Report every line in the rows below that contains the word "building", copying each such line in full. Case counts, so match only lines where the string appears with exactly that capitalization.

◆ Data items

◇ ◇ ◇ ◇ ◇ ◇ ◇

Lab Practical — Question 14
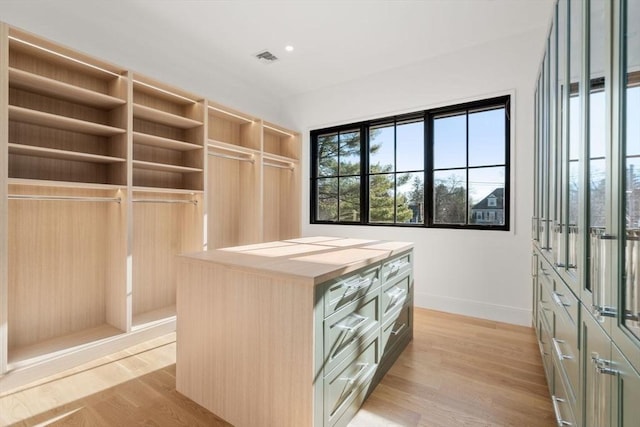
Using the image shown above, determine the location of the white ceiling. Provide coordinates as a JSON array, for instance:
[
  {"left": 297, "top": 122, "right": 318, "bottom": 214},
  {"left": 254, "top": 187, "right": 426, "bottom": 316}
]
[{"left": 0, "top": 0, "right": 553, "bottom": 99}]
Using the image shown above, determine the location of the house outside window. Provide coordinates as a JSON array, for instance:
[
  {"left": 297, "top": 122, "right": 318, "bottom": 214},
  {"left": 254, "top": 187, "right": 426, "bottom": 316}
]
[{"left": 311, "top": 96, "right": 510, "bottom": 230}]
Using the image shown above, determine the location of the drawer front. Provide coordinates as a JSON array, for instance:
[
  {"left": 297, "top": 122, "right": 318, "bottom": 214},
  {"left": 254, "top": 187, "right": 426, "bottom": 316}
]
[
  {"left": 380, "top": 273, "right": 413, "bottom": 322},
  {"left": 380, "top": 251, "right": 413, "bottom": 285},
  {"left": 324, "top": 267, "right": 380, "bottom": 318},
  {"left": 551, "top": 367, "right": 578, "bottom": 426},
  {"left": 381, "top": 304, "right": 412, "bottom": 358},
  {"left": 324, "top": 292, "right": 380, "bottom": 374},
  {"left": 538, "top": 315, "right": 553, "bottom": 387},
  {"left": 538, "top": 281, "right": 555, "bottom": 335},
  {"left": 551, "top": 311, "right": 580, "bottom": 393},
  {"left": 551, "top": 278, "right": 580, "bottom": 334},
  {"left": 324, "top": 334, "right": 380, "bottom": 426}
]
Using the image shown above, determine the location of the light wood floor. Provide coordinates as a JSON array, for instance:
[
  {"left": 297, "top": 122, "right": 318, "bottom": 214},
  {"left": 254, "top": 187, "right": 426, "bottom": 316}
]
[{"left": 0, "top": 309, "right": 555, "bottom": 427}]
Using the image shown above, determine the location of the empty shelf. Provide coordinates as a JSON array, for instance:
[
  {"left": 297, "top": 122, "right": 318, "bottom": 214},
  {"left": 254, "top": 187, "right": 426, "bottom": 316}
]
[
  {"left": 9, "top": 68, "right": 125, "bottom": 109},
  {"left": 133, "top": 104, "right": 202, "bottom": 129},
  {"left": 9, "top": 105, "right": 125, "bottom": 136}
]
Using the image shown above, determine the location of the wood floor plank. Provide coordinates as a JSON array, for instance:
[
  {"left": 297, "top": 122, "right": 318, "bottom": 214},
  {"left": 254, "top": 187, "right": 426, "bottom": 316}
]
[{"left": 0, "top": 308, "right": 555, "bottom": 427}]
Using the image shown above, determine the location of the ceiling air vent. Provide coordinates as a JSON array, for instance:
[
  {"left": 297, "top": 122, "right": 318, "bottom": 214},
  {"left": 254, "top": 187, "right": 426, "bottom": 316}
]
[{"left": 256, "top": 50, "right": 278, "bottom": 64}]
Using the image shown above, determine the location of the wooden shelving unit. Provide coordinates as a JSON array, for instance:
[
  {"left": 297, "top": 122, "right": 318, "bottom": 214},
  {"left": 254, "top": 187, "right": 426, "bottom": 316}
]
[
  {"left": 262, "top": 122, "right": 301, "bottom": 241},
  {"left": 207, "top": 103, "right": 262, "bottom": 249},
  {"left": 133, "top": 75, "right": 205, "bottom": 191},
  {"left": 0, "top": 23, "right": 300, "bottom": 391}
]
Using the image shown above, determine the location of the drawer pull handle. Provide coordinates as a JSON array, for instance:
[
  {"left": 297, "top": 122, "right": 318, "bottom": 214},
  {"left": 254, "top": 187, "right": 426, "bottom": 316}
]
[
  {"left": 387, "top": 261, "right": 409, "bottom": 278},
  {"left": 387, "top": 288, "right": 407, "bottom": 308},
  {"left": 391, "top": 323, "right": 407, "bottom": 335},
  {"left": 336, "top": 314, "right": 369, "bottom": 332},
  {"left": 591, "top": 355, "right": 618, "bottom": 375},
  {"left": 338, "top": 363, "right": 369, "bottom": 385},
  {"left": 342, "top": 277, "right": 371, "bottom": 298},
  {"left": 551, "top": 396, "right": 573, "bottom": 427},
  {"left": 551, "top": 338, "right": 573, "bottom": 360},
  {"left": 551, "top": 291, "right": 571, "bottom": 307}
]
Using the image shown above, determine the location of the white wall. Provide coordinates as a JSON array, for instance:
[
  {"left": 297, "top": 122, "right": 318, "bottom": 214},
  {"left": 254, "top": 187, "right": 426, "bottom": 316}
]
[
  {"left": 284, "top": 29, "right": 544, "bottom": 325},
  {"left": 0, "top": 0, "right": 282, "bottom": 123}
]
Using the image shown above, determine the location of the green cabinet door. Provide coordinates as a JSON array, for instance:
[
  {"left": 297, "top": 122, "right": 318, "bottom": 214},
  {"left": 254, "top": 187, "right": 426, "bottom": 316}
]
[
  {"left": 581, "top": 310, "right": 613, "bottom": 427},
  {"left": 611, "top": 345, "right": 640, "bottom": 427}
]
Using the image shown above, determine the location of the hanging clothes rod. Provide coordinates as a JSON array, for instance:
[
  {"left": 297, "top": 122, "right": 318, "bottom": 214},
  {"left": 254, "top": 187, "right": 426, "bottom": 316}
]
[
  {"left": 131, "top": 199, "right": 198, "bottom": 205},
  {"left": 262, "top": 161, "right": 295, "bottom": 170},
  {"left": 8, "top": 194, "right": 122, "bottom": 203},
  {"left": 209, "top": 152, "right": 255, "bottom": 163}
]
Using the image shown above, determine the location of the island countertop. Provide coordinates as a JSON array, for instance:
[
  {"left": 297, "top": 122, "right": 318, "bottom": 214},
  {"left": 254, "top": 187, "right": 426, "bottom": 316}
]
[{"left": 182, "top": 236, "right": 413, "bottom": 285}]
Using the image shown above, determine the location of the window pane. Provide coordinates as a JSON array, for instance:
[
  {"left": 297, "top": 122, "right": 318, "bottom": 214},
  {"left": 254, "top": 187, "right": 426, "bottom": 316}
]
[
  {"left": 433, "top": 170, "right": 467, "bottom": 224},
  {"left": 339, "top": 132, "right": 360, "bottom": 176},
  {"left": 621, "top": 0, "right": 640, "bottom": 338},
  {"left": 469, "top": 108, "right": 505, "bottom": 166},
  {"left": 317, "top": 134, "right": 338, "bottom": 176},
  {"left": 369, "top": 124, "right": 395, "bottom": 173},
  {"left": 396, "top": 120, "right": 424, "bottom": 172},
  {"left": 316, "top": 178, "right": 338, "bottom": 221},
  {"left": 589, "top": 159, "right": 607, "bottom": 227},
  {"left": 469, "top": 167, "right": 505, "bottom": 225},
  {"left": 396, "top": 172, "right": 424, "bottom": 224},
  {"left": 433, "top": 114, "right": 467, "bottom": 169},
  {"left": 338, "top": 176, "right": 360, "bottom": 222},
  {"left": 369, "top": 173, "right": 395, "bottom": 222}
]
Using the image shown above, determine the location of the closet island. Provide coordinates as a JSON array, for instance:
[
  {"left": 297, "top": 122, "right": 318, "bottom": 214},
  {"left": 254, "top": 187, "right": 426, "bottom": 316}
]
[{"left": 176, "top": 237, "right": 413, "bottom": 427}]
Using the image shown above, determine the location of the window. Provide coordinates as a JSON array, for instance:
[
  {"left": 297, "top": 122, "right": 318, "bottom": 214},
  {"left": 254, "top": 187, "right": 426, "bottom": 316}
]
[{"left": 311, "top": 96, "right": 510, "bottom": 230}]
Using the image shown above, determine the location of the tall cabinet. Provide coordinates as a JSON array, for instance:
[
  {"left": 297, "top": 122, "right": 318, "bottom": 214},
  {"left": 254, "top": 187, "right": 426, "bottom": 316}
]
[
  {"left": 532, "top": 0, "right": 640, "bottom": 427},
  {"left": 0, "top": 23, "right": 300, "bottom": 391}
]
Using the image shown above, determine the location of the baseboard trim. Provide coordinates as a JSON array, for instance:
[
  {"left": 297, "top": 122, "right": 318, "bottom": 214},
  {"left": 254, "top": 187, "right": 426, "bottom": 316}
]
[{"left": 414, "top": 292, "right": 532, "bottom": 326}]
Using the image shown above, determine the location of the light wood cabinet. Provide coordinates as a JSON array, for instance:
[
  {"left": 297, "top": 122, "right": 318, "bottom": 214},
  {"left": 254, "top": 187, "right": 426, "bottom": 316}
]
[
  {"left": 0, "top": 23, "right": 300, "bottom": 391},
  {"left": 176, "top": 237, "right": 413, "bottom": 427}
]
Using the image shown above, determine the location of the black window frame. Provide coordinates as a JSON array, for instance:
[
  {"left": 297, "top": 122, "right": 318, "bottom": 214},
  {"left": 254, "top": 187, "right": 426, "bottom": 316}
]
[{"left": 309, "top": 95, "right": 512, "bottom": 231}]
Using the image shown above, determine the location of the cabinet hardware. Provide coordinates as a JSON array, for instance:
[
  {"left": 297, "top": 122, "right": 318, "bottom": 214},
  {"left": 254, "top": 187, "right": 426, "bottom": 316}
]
[
  {"left": 591, "top": 305, "right": 618, "bottom": 317},
  {"left": 339, "top": 363, "right": 369, "bottom": 385},
  {"left": 335, "top": 313, "right": 369, "bottom": 332},
  {"left": 388, "top": 288, "right": 407, "bottom": 308},
  {"left": 551, "top": 338, "right": 573, "bottom": 360},
  {"left": 391, "top": 323, "right": 407, "bottom": 335},
  {"left": 551, "top": 291, "right": 571, "bottom": 307},
  {"left": 342, "top": 277, "right": 371, "bottom": 298},
  {"left": 591, "top": 355, "right": 618, "bottom": 375},
  {"left": 551, "top": 395, "right": 573, "bottom": 427}
]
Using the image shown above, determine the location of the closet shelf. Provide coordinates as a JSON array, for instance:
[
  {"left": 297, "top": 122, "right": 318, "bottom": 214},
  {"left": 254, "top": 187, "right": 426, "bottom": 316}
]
[
  {"left": 133, "top": 132, "right": 202, "bottom": 151},
  {"left": 9, "top": 34, "right": 124, "bottom": 78},
  {"left": 8, "top": 178, "right": 126, "bottom": 191},
  {"left": 262, "top": 152, "right": 298, "bottom": 165},
  {"left": 208, "top": 138, "right": 259, "bottom": 155},
  {"left": 9, "top": 143, "right": 126, "bottom": 163},
  {"left": 133, "top": 160, "right": 202, "bottom": 173},
  {"left": 9, "top": 105, "right": 126, "bottom": 136},
  {"left": 9, "top": 68, "right": 126, "bottom": 109},
  {"left": 133, "top": 104, "right": 202, "bottom": 129},
  {"left": 132, "top": 186, "right": 204, "bottom": 194}
]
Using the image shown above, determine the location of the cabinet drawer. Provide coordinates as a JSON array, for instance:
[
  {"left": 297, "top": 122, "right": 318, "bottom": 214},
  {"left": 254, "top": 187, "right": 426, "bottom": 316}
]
[
  {"left": 551, "top": 367, "right": 578, "bottom": 426},
  {"left": 381, "top": 304, "right": 412, "bottom": 358},
  {"left": 538, "top": 281, "right": 555, "bottom": 336},
  {"left": 323, "top": 267, "right": 380, "bottom": 317},
  {"left": 380, "top": 273, "right": 412, "bottom": 322},
  {"left": 538, "top": 313, "right": 553, "bottom": 390},
  {"left": 324, "top": 292, "right": 380, "bottom": 374},
  {"left": 380, "top": 252, "right": 413, "bottom": 284},
  {"left": 324, "top": 334, "right": 380, "bottom": 426},
  {"left": 551, "top": 278, "right": 580, "bottom": 334},
  {"left": 551, "top": 312, "right": 580, "bottom": 393}
]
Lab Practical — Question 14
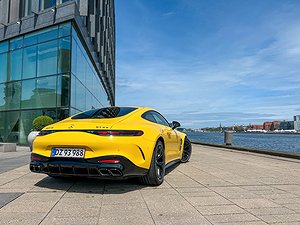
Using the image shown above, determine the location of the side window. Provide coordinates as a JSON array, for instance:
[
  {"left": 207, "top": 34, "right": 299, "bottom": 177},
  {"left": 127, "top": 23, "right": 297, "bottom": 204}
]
[
  {"left": 152, "top": 111, "right": 170, "bottom": 127},
  {"left": 142, "top": 111, "right": 156, "bottom": 123}
]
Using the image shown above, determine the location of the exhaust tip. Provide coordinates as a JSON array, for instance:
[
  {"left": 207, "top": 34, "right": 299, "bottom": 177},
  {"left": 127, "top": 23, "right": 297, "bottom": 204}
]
[
  {"left": 109, "top": 169, "right": 122, "bottom": 177},
  {"left": 99, "top": 168, "right": 110, "bottom": 176}
]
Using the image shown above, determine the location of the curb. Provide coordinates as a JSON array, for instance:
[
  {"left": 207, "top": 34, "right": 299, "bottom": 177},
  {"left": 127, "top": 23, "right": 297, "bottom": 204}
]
[{"left": 191, "top": 141, "right": 300, "bottom": 159}]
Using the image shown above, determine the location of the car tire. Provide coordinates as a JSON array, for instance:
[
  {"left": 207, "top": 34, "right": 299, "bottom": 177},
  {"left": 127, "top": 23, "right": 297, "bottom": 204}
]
[
  {"left": 140, "top": 140, "right": 165, "bottom": 186},
  {"left": 180, "top": 137, "right": 192, "bottom": 163}
]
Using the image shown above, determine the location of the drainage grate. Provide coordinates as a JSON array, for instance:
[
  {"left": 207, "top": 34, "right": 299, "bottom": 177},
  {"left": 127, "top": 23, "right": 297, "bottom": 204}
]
[{"left": 0, "top": 192, "right": 24, "bottom": 209}]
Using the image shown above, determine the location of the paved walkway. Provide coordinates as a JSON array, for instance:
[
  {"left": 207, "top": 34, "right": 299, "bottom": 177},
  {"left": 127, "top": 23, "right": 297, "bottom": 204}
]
[{"left": 0, "top": 145, "right": 300, "bottom": 225}]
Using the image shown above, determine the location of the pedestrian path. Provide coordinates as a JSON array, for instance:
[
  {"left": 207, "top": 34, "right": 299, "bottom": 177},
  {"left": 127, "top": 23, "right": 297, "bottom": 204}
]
[{"left": 0, "top": 145, "right": 300, "bottom": 225}]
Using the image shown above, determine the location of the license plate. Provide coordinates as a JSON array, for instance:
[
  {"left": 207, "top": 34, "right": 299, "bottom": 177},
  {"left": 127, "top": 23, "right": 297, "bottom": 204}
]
[{"left": 51, "top": 148, "right": 85, "bottom": 158}]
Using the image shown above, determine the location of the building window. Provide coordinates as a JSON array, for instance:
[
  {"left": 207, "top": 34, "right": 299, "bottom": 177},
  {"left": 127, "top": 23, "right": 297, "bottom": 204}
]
[
  {"left": 40, "top": 0, "right": 56, "bottom": 10},
  {"left": 58, "top": 0, "right": 70, "bottom": 4},
  {"left": 23, "top": 0, "right": 32, "bottom": 16}
]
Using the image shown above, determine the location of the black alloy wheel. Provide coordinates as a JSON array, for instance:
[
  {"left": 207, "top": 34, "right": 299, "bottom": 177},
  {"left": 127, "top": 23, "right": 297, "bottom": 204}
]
[
  {"left": 181, "top": 137, "right": 192, "bottom": 163},
  {"left": 140, "top": 140, "right": 165, "bottom": 186}
]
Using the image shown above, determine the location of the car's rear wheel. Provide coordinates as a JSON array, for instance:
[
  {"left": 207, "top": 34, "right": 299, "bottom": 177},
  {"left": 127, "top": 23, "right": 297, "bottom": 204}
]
[
  {"left": 181, "top": 137, "right": 192, "bottom": 163},
  {"left": 140, "top": 140, "right": 165, "bottom": 186}
]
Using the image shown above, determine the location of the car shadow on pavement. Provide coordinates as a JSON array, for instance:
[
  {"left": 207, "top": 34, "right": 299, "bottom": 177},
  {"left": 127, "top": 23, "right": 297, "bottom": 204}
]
[{"left": 34, "top": 164, "right": 179, "bottom": 194}]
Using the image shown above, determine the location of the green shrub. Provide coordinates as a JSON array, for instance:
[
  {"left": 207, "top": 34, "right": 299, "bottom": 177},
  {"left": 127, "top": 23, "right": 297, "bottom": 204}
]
[{"left": 32, "top": 116, "right": 53, "bottom": 131}]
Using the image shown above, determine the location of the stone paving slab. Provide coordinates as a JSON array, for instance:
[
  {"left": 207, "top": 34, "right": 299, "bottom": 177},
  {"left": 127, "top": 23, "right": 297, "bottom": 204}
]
[{"left": 0, "top": 145, "right": 300, "bottom": 225}]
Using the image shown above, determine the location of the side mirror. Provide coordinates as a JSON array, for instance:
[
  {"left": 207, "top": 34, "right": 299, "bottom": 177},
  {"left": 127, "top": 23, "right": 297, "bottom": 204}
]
[{"left": 171, "top": 121, "right": 181, "bottom": 130}]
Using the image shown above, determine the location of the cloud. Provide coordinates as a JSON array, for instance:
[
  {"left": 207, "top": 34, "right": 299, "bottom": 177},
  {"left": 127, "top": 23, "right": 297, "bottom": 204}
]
[
  {"left": 116, "top": 1, "right": 300, "bottom": 128},
  {"left": 162, "top": 11, "right": 176, "bottom": 16}
]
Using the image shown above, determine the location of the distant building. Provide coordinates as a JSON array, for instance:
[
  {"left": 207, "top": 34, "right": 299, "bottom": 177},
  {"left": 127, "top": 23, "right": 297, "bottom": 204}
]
[
  {"left": 294, "top": 115, "right": 300, "bottom": 130},
  {"left": 270, "top": 121, "right": 281, "bottom": 130},
  {"left": 249, "top": 124, "right": 264, "bottom": 130},
  {"left": 263, "top": 122, "right": 272, "bottom": 131},
  {"left": 279, "top": 121, "right": 294, "bottom": 130},
  {"left": 0, "top": 0, "right": 116, "bottom": 145}
]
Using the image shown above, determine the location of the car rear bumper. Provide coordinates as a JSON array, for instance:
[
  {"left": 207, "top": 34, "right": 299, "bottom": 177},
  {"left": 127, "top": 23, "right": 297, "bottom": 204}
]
[{"left": 30, "top": 153, "right": 148, "bottom": 179}]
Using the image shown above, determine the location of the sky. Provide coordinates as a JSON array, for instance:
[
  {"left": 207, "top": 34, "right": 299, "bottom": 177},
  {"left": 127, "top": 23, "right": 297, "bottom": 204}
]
[{"left": 115, "top": 0, "right": 300, "bottom": 128}]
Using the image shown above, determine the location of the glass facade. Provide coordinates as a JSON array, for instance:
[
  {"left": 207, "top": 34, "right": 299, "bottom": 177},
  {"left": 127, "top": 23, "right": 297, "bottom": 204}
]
[{"left": 0, "top": 22, "right": 109, "bottom": 144}]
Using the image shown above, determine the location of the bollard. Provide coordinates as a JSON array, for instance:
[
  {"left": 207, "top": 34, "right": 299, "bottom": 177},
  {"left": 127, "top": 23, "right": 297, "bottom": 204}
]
[
  {"left": 27, "top": 131, "right": 39, "bottom": 151},
  {"left": 224, "top": 131, "right": 233, "bottom": 145}
]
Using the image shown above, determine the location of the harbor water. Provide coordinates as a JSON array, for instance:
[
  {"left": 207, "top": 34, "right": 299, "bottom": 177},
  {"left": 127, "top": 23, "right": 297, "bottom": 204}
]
[{"left": 186, "top": 132, "right": 300, "bottom": 153}]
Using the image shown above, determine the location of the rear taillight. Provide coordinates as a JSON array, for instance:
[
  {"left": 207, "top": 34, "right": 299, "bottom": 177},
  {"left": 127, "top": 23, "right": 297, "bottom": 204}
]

◇ ◇ ◇ ◇ ◇ ◇ ◇

◆ EXERCISE RESPONSE
Using the image shown above, determine the location of the building window. Provide coordinates as a JSON array, for instance:
Using the image shown above, determine the location of the distant building. Provide coordinates as a JSON array, for instance:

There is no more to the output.